═══ TEXT EXTRACT

As promised, here is my first foray into the recent Pertwee episodes I watched for TARDIS Tavern (Terror of the Autons, The Curse of Peladon, and The Time Warrior). Gosh I had fun talking to those guys! I can’t wait for you all to hear it. I have it on very good authority that the episode will drop next Sunday, February 12th. I’ll post a link here for sure. Also, thank you to the boys from Radio Free Skaro for pimping Chris’ appearance, and specifically, for mentioning my name. That was a weird moment there for sure.
So. The first of the three episodes chronologically is Terror of the Autons, but due to the configuration of my Netflix queue, I watched The Curse of Peladon first. And frankly, I think this did a disservice to the other two episodes because this one was by far my favorite. After Curse, the others seemed dry and either boring or silly. (Tantalizing teaser: I may not have found much agreement about this at the Tavern.)
First of all, let me say that I positively loved David Troughton. He was fantastic. Though his sudden romantic interest in Jo seemed a wee bit thin, I adored his clueless intensity. (And to be fair, the “thinness” in that romantic pairing seemed to come more from Katy Manning’s side.) To be clear, I didn’t know it was David Troughton while I was watching, so there was no “Troughton dynasty” bias. I tend to zone out during the credits, though I do watch (or at least listen to) them during every episode. Somehow I missed his name each time until the end of episode four, when I had a “holy crap!” moment.

══════

■ **THE TASKS**:
a. In the blog post, on what date is the TARDIS Tavern episode expected to be released?
b. Name each Pertwee episode that the blog post says the writer watched for TARDIS Tavern.
c. Transcribe the blog post, beginning at the words "So. The first" and stopping after "at the Tavern.)".

═══ INFORMATION GIVEN

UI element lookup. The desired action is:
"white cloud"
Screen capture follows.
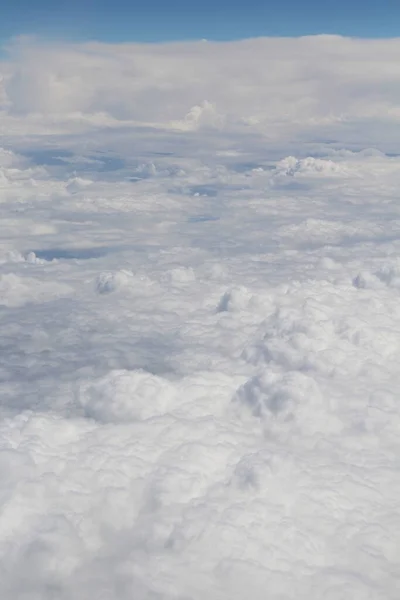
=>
[0,36,400,600]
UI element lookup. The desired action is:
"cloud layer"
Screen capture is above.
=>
[0,36,400,600]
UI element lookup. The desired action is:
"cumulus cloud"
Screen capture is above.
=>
[0,36,400,600]
[2,36,400,145]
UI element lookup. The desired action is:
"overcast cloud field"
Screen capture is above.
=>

══════

■ **SOLUTIONS TO EACH TASK**:
a. Sunday, February 12th

b. Terror of the Autons, The Curse of Peladon, The Time Warrior

c.
So. The first of the three episodes chronologically is Terror of the Autons, but due to the configuration of my Netflix queue, I watched The Curse of Peladon first. And frankly, I think this did a disservice to the other two episodes because this one was by far my favorite. After Curse, the others seemed dry and either boring or silly. (Tantalizing teaser: I may not have found much agreement about this at the Tavern.)